>> begin TEXT SECTION

Creates the following datasets:
- updateDF.csv: containing data for cows for future use in HeatStress project
- MY_weather.csv: containing MY and weather data for future use in HeatStress project
- dfForSreten.csv: containing data for cows for delivery to Sreten Andonov
- MY_weatherForSreten.csv: containing MY and weather data for delivery to Sreten Andonov

In [None]:
#
#
# Add final ID-numbers from DelPro
df = pd.read_csv("Del_CowMilkYield_Common240823.csv", delimiter=';', low_memory=False)
col_keep = ["SE_Number", "AnimalNumber", "Del_Cow_Id"]
df = df[col_keep]
df = df.drop_duplicates(subset=["SE_Number", "AnimalNumber", "Del_Cow_Id"])

my = pd.read_csv("updateDF.csv", low_memory=False)
mdf = pd.merge(my, df, on=["SE_Number"], how="left")
new_column_order = ["FarmName_Pseudo", "SE_Number", "AnimalNumber", "Del_Cow_Id", "Breed", "BirthDate",
                    "Father_SE_Number", "Mother_SE_Number", "CalvingDate", "LactationNumber",
                    "InseminationDate", "PregnancyCheckDate", "PregnancyStatus", "DryOffDate", "CullingDate",
                    "ExitReason_PrimaryReasonKok", "ExitReason_SecondaryReason1Kok", "ExitReason_SecondaryReason2Kok",
                    "CullingReason1", "CullingReason2"]
mdf = mdf[new_column_order]
mdf.to_csv("updateDF.csv", index=False)

In [None]:
#
#
# TRANSFER BREED CORRECTLY TO updateDF.csv
df = pd.read_csv("breed.csv", low_memory=False)
df2 = df.drop_duplicates(subset=["SE_Number", "Breed"])
print(df2.shape)  # 9,535
df2 = df.drop_duplicates(subset=["SE_Number"])
print(df2.shape)  # 9,535
df.drop(columns=["FarmName_Pseudo", "SireBreedKok", "DamBreedKok", "MGSBreedKok", "BreedNameDelPro", "BreedKok", "BreedDelPro"], inplace=True)

df3 = pd.read_csv("updateDF.csv", low_memory=False)
df3.drop(columns=["Breed"], inplace=True)

df4 = df.merge(df3, on="SE_Number", how="left")

>> end TEXT SECTION

SET TASKS:
1. In the records below, replace every occurrence of "queried" with "prompted" and reproduce their lines with nothing else changed, leaving out the pictures.
2. Carry on the notebook code for preparing the cow and breed data, starting after its last line.

>> begin RECORDS SUPPLIED

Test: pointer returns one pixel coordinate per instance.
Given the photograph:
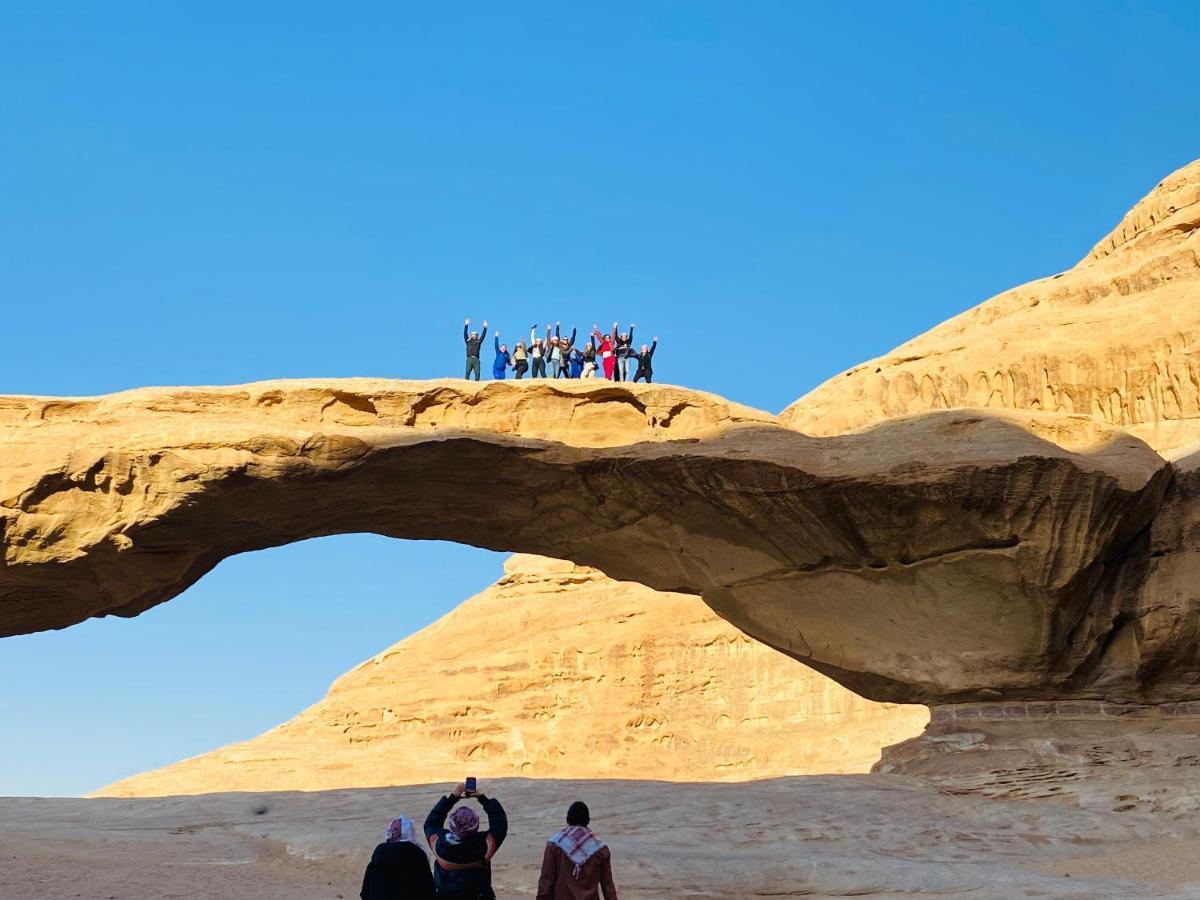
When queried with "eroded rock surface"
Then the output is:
(946, 557)
(557, 671)
(1116, 337)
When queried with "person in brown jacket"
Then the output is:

>> end RECORDS SUPPLIED

SOLVED TASKS:
1.
Test: pointer returns one pixel coordinate per instance.
Given the photograph:
When prompted with "eroded rock surface"
Then the output is:
(946, 557)
(557, 671)
(1116, 337)
When prompted with "person in brown jacket"
Then the output is:

2.
df4.to_csv("updateDF.csv", index=False)
df4.to_csv("dfForSreten.csv", index=False)

#
#
# TRANSFER BREED TO MY_weather.csv
df = pd.read_csv("breed.csv", low_memory=False)
df2 = df.drop_duplicates(subset=["SE_Number", "Breed"])
print(df2.shape)  # 9,535
df2 = df.drop_duplicates(subset=["SE_Number"])
print(df2.shape)  # 9,535
df.drop(columns=["SireBreedKok", "DamBreedKok", "MGSBreedKok", "BreedNameDelPro", "BreedKok", "BreedDelPro"], inplace=True)

df3 = pd.read_csv("MY_weather.csv", low_memory=False)

df4 = df.merge(df3, on=["FarmName_Pseudo", "SE_Number"], how="left")
df4 = df4[df4['LactationNumber'].notna()]

"""
SE_Number = ["SE-064c0cec-1189"]
df4 = df4[df4["SE_Number"].isin(SE_Number)]
"""
df4.to_csv("MY_weather.csv", index=False)

In [None]:
# DOUBLE CHECK FOR DUPLICATES IN MY_WEATHER FILE FROM MERGE DUE TO DATA EXTRACTION???
df = pd.read_csv("MY_weather.csv", low_memory=False)
print(f"No. of records in crude data: {df.shape}")  # 2,307,309
df3a = df.drop_duplicates(subset=['SE_Number', "LactationNumber", "StartDate", "StartTime", "SessionNumber", "DaysInMilk"])
print(f"No. of records in MY_weather.csv file: {df3a.shape}")  # 1,868,019
df3a.to_csv("MY_weather.csv", index=False)
df3a.to_csv("MY_weatherForSreten.csv", index=False)

In [None]:
#
#
# Descriptive statistics for milking file
df = pd.read_csv("MY_weather.csv", low_memory=False)
print(f"No. of unique milking events in database: {df.shape}")  # 2,299,007 milking events
df2 = df.drop_duplicates(subset=["SE_Number", "LactationNumber"])
print(f"No. of lactations in milking file: {df2.shape}")  # 3,050 lactations
df2 = df.drop_duplicates(subset=["SE_Number"])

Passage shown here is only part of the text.